• **What the task asks**
Rewrite the lines from the line with "Detect the stone pedestal" up to and including the line with "(67, 277), (86, 313)", keeping the requests unchanged and adding 144 to every number in the bounding-box coordinates given as answers (leave the sample coordinates inside the requests as they are).

• **Dataset records**

###

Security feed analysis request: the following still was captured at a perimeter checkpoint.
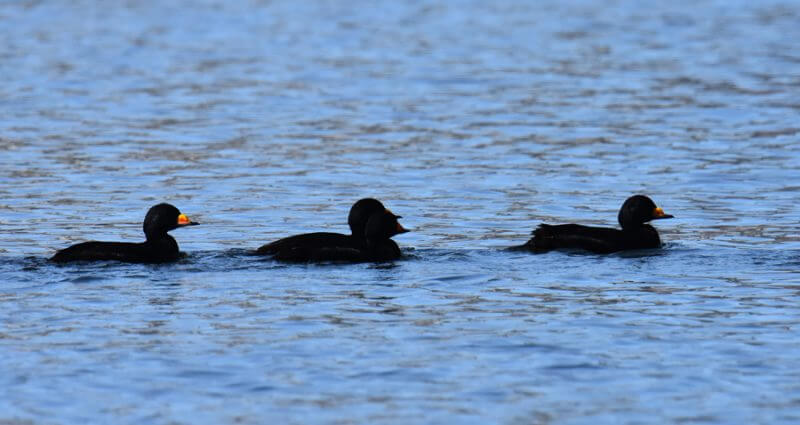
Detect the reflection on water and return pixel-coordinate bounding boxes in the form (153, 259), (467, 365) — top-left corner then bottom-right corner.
(0, 0), (800, 424)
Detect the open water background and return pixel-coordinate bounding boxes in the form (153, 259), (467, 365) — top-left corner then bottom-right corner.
(0, 0), (800, 424)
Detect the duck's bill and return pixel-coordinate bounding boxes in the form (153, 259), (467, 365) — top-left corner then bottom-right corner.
(178, 214), (200, 226)
(395, 223), (410, 234)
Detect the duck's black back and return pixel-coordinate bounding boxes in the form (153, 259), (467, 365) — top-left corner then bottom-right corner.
(520, 224), (661, 254)
(256, 232), (367, 262)
(256, 232), (402, 263)
(50, 234), (180, 263)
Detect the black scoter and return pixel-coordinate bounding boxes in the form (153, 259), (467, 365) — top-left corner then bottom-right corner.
(513, 195), (673, 254)
(50, 204), (198, 263)
(256, 198), (408, 263)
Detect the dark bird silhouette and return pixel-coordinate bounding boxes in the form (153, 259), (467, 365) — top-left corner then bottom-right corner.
(513, 195), (673, 254)
(50, 204), (198, 263)
(256, 198), (408, 263)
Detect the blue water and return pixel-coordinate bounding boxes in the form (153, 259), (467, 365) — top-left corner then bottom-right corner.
(0, 0), (800, 424)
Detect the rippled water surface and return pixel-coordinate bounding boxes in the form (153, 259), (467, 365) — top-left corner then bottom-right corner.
(0, 0), (800, 424)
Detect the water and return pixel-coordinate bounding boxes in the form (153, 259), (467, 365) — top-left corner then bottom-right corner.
(0, 0), (800, 424)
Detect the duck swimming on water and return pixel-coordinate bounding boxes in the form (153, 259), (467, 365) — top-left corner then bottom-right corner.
(513, 195), (673, 254)
(50, 204), (198, 263)
(256, 198), (408, 263)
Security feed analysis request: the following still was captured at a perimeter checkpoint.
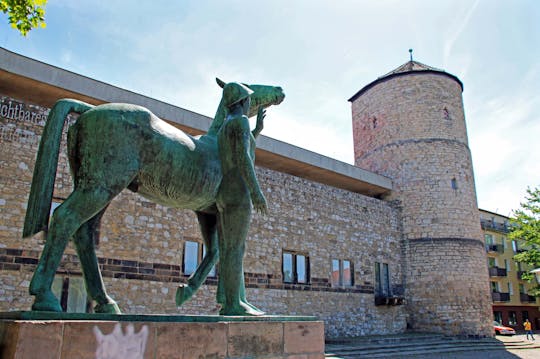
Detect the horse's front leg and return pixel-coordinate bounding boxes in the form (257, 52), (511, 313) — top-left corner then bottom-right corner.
(176, 212), (219, 306)
(73, 207), (121, 314)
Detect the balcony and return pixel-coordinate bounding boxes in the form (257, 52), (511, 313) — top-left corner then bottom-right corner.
(489, 267), (506, 277)
(519, 293), (536, 303)
(491, 292), (510, 302)
(375, 295), (403, 306)
(486, 244), (504, 254)
(480, 219), (510, 234)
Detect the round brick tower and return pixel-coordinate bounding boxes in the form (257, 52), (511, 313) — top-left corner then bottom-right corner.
(349, 59), (493, 336)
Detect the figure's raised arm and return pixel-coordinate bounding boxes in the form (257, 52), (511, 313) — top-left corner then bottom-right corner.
(251, 106), (266, 138)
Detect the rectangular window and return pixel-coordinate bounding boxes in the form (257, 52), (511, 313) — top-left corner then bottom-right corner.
(282, 251), (309, 284)
(508, 312), (517, 325)
(331, 259), (354, 287)
(375, 262), (390, 297)
(493, 311), (502, 324)
(203, 244), (216, 277)
(183, 241), (200, 275)
(51, 276), (92, 313)
(182, 241), (216, 277)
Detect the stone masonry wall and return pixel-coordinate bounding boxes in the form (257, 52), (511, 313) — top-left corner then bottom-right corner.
(352, 72), (492, 336)
(0, 96), (406, 336)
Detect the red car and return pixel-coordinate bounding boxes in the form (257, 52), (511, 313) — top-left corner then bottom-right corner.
(493, 321), (516, 335)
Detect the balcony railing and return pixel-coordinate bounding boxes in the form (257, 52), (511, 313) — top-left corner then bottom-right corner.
(491, 292), (510, 302)
(480, 219), (510, 233)
(489, 267), (506, 277)
(486, 244), (504, 253)
(519, 293), (536, 303)
(375, 295), (403, 306)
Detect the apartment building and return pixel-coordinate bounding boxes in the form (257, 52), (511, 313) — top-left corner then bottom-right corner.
(480, 210), (540, 330)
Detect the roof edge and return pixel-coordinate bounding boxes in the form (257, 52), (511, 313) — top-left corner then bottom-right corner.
(348, 70), (463, 102)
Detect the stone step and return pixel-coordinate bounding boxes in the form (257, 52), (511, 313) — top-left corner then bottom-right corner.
(326, 339), (494, 352)
(325, 334), (540, 359)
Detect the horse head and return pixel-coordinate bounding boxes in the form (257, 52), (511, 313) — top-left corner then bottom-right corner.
(216, 78), (285, 117)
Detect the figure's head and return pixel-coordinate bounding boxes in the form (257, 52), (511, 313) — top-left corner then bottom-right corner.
(216, 79), (285, 117)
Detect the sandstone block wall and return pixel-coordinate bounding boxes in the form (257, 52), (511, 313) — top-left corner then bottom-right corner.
(352, 72), (492, 336)
(0, 96), (406, 336)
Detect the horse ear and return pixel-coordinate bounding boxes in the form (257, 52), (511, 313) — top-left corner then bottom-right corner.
(216, 77), (226, 88)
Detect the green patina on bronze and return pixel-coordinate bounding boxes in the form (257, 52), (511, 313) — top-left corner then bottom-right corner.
(23, 80), (285, 315)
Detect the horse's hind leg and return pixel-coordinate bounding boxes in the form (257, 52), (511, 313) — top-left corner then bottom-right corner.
(176, 212), (218, 306)
(29, 188), (116, 312)
(73, 206), (121, 314)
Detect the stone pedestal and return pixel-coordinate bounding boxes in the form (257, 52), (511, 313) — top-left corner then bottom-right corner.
(0, 312), (324, 359)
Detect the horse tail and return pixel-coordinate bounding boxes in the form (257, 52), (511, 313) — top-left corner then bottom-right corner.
(23, 99), (94, 238)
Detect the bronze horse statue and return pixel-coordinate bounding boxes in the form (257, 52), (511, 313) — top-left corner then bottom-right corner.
(23, 79), (285, 315)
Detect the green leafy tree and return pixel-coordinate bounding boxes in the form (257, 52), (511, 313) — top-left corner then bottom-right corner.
(0, 0), (47, 36)
(508, 188), (540, 297)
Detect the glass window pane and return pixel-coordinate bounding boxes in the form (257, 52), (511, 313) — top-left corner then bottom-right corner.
(332, 259), (339, 286)
(283, 253), (293, 283)
(203, 244), (216, 277)
(343, 261), (352, 287)
(296, 254), (307, 283)
(375, 262), (382, 295)
(381, 263), (390, 295)
(508, 312), (517, 325)
(184, 241), (199, 274)
(67, 277), (86, 313)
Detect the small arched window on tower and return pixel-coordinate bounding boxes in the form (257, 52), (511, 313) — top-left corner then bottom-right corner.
(450, 177), (457, 190)
(443, 106), (451, 121)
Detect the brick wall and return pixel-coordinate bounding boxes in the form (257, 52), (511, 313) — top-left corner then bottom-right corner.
(352, 72), (492, 336)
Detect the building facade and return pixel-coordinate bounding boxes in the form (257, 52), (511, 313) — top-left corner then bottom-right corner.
(0, 49), (492, 337)
(480, 210), (540, 330)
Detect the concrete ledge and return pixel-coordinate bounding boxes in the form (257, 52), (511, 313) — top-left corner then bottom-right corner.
(0, 320), (324, 359)
(0, 48), (393, 197)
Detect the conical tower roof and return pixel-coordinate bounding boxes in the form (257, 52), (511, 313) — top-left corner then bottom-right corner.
(349, 59), (463, 102)
(379, 60), (444, 78)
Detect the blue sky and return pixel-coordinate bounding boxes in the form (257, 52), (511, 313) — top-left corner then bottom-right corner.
(0, 0), (540, 215)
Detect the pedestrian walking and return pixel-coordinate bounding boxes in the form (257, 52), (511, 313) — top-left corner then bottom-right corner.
(523, 319), (534, 340)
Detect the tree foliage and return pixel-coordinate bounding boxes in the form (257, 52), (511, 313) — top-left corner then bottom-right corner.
(508, 187), (540, 296)
(0, 0), (47, 36)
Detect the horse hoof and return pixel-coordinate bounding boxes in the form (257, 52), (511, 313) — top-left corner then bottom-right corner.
(94, 301), (122, 314)
(32, 292), (63, 312)
(219, 303), (264, 317)
(176, 284), (193, 307)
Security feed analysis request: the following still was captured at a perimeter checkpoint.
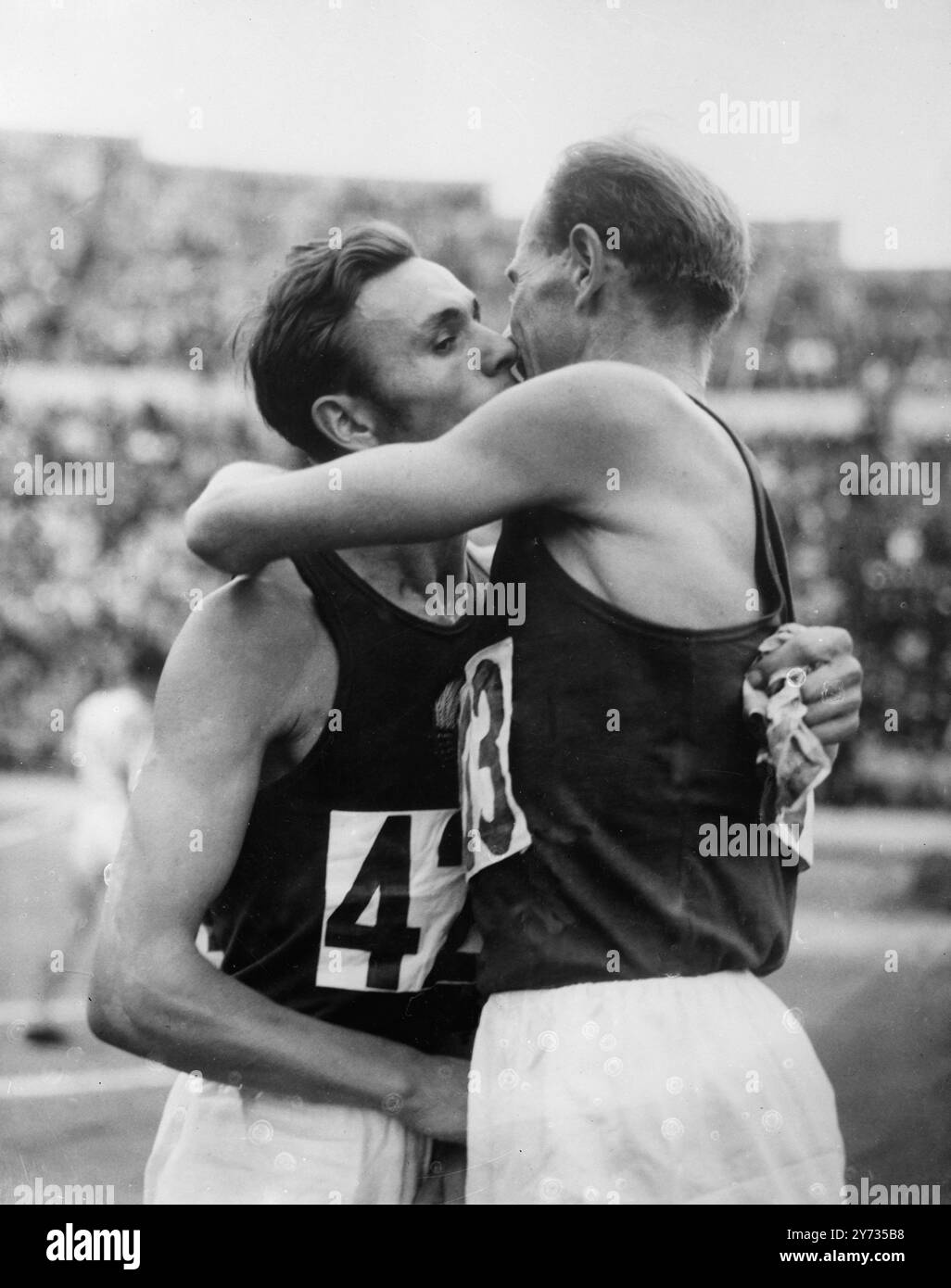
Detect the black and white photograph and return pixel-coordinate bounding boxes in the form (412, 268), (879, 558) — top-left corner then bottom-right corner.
(0, 0), (951, 1246)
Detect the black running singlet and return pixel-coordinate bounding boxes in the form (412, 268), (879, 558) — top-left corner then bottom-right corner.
(460, 404), (795, 993)
(209, 555), (498, 1054)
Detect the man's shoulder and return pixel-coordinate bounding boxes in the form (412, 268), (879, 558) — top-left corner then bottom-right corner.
(527, 360), (691, 432)
(162, 561), (335, 704)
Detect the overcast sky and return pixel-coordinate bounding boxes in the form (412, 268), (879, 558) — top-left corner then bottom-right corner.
(0, 0), (951, 268)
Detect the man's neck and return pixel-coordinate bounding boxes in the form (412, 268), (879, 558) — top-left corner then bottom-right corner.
(580, 316), (710, 398)
(340, 535), (466, 618)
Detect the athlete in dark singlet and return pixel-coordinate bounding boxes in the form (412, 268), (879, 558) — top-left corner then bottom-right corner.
(90, 225), (514, 1203)
(183, 143), (858, 1203)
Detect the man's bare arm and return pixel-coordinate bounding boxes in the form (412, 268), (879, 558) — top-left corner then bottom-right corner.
(185, 362), (636, 572)
(89, 582), (468, 1140)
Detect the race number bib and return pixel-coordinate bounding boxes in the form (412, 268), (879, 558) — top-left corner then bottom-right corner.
(314, 809), (468, 993)
(459, 638), (532, 878)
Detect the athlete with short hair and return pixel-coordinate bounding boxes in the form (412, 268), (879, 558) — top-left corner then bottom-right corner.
(89, 224), (514, 1203)
(189, 141), (861, 1203)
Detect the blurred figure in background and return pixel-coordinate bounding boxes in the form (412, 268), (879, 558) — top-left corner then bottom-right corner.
(24, 645), (164, 1044)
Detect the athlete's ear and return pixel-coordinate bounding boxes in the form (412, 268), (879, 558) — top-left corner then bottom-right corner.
(568, 224), (608, 308)
(311, 394), (383, 452)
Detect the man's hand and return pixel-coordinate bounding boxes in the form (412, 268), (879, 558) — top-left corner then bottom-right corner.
(747, 622), (862, 749)
(399, 1054), (469, 1143)
(412, 1140), (465, 1206)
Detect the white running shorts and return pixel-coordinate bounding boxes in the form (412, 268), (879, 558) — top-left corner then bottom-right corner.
(466, 971), (844, 1205)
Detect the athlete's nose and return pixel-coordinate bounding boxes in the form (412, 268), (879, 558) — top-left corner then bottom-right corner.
(482, 331), (518, 376)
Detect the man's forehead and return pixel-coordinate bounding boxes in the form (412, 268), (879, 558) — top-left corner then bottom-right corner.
(354, 258), (473, 327)
(509, 199), (544, 267)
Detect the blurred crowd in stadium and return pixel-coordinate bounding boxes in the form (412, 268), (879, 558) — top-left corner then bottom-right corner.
(0, 134), (951, 805)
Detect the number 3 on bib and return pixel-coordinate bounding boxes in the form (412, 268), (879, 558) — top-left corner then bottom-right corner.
(459, 638), (532, 878)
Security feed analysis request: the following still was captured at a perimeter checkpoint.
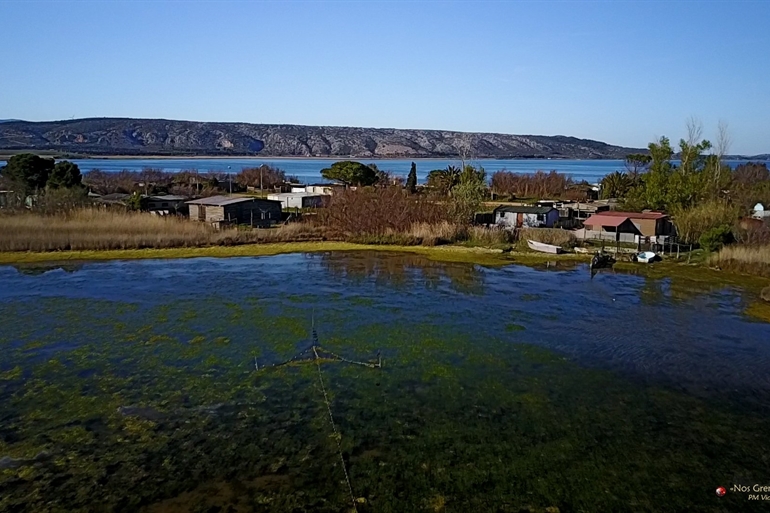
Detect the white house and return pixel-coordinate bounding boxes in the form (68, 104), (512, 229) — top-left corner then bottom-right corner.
(493, 205), (559, 228)
(267, 192), (328, 208)
(751, 203), (770, 219)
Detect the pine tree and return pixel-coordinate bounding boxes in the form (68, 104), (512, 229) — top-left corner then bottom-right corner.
(406, 162), (417, 194)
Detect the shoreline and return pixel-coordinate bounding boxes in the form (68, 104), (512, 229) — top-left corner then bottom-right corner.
(0, 150), (612, 162)
(0, 241), (589, 265)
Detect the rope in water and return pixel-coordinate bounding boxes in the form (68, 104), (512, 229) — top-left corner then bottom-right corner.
(313, 342), (358, 513)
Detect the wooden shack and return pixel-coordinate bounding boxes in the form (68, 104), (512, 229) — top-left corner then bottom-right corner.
(187, 196), (281, 227)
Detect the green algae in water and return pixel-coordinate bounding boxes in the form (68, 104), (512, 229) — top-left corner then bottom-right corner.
(0, 256), (770, 512)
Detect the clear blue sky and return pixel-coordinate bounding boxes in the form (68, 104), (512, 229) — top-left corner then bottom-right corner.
(0, 0), (770, 154)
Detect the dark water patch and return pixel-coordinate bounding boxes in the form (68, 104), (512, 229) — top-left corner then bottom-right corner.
(0, 253), (770, 512)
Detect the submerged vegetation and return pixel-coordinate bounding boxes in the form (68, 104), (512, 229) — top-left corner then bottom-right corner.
(0, 254), (770, 513)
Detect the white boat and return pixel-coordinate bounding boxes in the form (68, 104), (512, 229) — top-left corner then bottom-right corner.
(636, 251), (660, 264)
(527, 239), (562, 254)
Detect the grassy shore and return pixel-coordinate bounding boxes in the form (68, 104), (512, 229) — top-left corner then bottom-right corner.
(0, 241), (588, 265)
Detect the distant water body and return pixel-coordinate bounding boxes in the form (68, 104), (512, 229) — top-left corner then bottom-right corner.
(0, 158), (760, 183)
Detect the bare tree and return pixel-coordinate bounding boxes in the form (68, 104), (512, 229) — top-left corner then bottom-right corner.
(714, 119), (732, 194)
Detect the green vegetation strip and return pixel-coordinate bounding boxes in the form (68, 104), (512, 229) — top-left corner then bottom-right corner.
(0, 242), (587, 265)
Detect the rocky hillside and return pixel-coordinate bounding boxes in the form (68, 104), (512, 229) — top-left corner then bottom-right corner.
(0, 118), (643, 159)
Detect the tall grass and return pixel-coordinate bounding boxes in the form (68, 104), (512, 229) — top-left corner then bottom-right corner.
(673, 201), (739, 244)
(709, 245), (770, 277)
(0, 208), (326, 251)
(516, 228), (577, 248)
(491, 170), (574, 198)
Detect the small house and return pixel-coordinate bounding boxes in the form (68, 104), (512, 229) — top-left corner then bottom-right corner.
(142, 194), (188, 215)
(751, 203), (770, 222)
(187, 196), (281, 227)
(575, 212), (641, 242)
(602, 211), (674, 237)
(267, 192), (329, 208)
(493, 205), (559, 228)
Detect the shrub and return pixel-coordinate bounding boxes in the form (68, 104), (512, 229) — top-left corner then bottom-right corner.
(698, 225), (733, 251)
(516, 228), (576, 248)
(709, 244), (770, 276)
(319, 187), (448, 237)
(673, 201), (739, 244)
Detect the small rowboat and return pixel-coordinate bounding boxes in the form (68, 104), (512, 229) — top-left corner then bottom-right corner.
(527, 239), (562, 254)
(636, 251), (660, 264)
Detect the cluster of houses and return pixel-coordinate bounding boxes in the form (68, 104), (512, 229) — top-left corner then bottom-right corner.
(85, 184), (344, 227)
(492, 201), (674, 244)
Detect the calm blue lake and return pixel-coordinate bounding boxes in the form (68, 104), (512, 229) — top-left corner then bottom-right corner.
(0, 251), (770, 513)
(0, 158), (760, 183)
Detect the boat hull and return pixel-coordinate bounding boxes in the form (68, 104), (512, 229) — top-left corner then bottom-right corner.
(527, 240), (563, 254)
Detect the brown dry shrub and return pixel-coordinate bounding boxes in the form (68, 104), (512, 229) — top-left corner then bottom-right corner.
(319, 187), (447, 238)
(516, 228), (577, 248)
(709, 244), (770, 277)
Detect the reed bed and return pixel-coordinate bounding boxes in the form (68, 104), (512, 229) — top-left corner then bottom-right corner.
(517, 228), (577, 248)
(674, 201), (739, 244)
(0, 208), (326, 251)
(709, 245), (770, 278)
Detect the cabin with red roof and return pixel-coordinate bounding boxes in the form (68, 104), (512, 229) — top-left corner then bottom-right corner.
(583, 211), (674, 240)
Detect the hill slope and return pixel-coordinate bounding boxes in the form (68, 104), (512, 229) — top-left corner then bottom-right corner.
(0, 118), (644, 159)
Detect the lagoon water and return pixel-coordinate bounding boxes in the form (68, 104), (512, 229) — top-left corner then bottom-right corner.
(0, 251), (770, 512)
(24, 158), (760, 187)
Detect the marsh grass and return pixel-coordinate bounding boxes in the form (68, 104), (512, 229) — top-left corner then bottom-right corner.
(517, 228), (577, 248)
(0, 208), (325, 251)
(674, 201), (739, 244)
(709, 245), (770, 277)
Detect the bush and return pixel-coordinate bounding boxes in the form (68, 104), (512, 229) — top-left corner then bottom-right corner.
(698, 224), (733, 251)
(673, 201), (739, 244)
(709, 244), (770, 276)
(516, 228), (577, 248)
(318, 187), (448, 238)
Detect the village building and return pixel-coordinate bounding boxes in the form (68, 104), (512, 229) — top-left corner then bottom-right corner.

###

• **The answer**
Detect the stone pedestal and return pixel-coordinate bounding boxes in the form (257, 52), (511, 313) — top-left corner then bottom-right corner.
(144, 456), (468, 503)
Detect the horse tail and return pixel-coordinate bounding boxes in the form (257, 52), (511, 313) — top-left corner then bottom-right corner.
(167, 243), (238, 382)
Detect the bronze horse statue and return pixel-coordinate bounding boxes in the form (257, 52), (511, 313) — top-left corner then bottom-right corner.
(167, 223), (429, 459)
Detect the green leafy tree and return pixel-coordinate bounding boxes in the form (257, 52), (511, 313) — top-left corner then bottom-right corner.
(144, 144), (191, 180)
(652, 332), (684, 441)
Detect the glass window pane and return pixel-coordinate bounding boxes in the form (257, 52), (511, 313) — top-left corner then bottom-right corner.
(476, 403), (483, 430)
(427, 397), (437, 427)
(347, 388), (360, 421)
(487, 405), (496, 431)
(440, 398), (451, 427)
(519, 406), (526, 439)
(525, 407), (534, 439)
(652, 456), (661, 469)
(328, 385), (343, 418)
(211, 421), (230, 457)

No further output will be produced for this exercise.